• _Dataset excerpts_
------
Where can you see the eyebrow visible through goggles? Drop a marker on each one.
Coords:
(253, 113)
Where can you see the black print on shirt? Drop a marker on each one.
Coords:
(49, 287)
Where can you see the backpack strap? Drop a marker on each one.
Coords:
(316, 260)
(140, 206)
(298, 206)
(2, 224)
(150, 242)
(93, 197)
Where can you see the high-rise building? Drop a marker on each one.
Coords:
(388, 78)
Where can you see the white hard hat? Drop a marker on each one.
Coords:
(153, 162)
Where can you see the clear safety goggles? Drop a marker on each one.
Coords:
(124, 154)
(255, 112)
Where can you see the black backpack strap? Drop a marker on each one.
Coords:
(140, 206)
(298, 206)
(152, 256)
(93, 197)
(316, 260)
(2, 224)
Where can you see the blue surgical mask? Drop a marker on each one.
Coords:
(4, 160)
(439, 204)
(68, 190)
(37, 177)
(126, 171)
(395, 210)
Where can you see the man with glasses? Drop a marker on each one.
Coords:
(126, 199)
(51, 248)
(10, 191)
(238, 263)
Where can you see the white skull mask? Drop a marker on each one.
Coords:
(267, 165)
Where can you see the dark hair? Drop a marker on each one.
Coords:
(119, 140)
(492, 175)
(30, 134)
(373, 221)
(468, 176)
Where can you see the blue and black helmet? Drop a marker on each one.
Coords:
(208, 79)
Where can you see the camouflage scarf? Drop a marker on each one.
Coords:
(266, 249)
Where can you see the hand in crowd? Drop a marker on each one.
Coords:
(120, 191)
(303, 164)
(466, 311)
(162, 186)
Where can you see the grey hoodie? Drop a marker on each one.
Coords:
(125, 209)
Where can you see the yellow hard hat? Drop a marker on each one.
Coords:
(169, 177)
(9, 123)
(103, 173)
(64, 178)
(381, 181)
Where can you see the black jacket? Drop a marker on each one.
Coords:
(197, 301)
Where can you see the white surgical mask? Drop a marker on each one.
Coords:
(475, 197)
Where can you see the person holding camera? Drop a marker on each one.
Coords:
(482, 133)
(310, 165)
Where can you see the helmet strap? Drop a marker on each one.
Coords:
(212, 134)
------
Go through the records above and return every line that holds the string "black".

• _ANSWER TO THIS PROBLEM_
Where can you see the black print on shirt? Drop a marker on each one.
Where can you see the black backpack strap? Drop a marker on each one.
Where can you see the blue and black helmet? Drop a marker on each one.
Where can you see the black jacket? Drop a marker on each one.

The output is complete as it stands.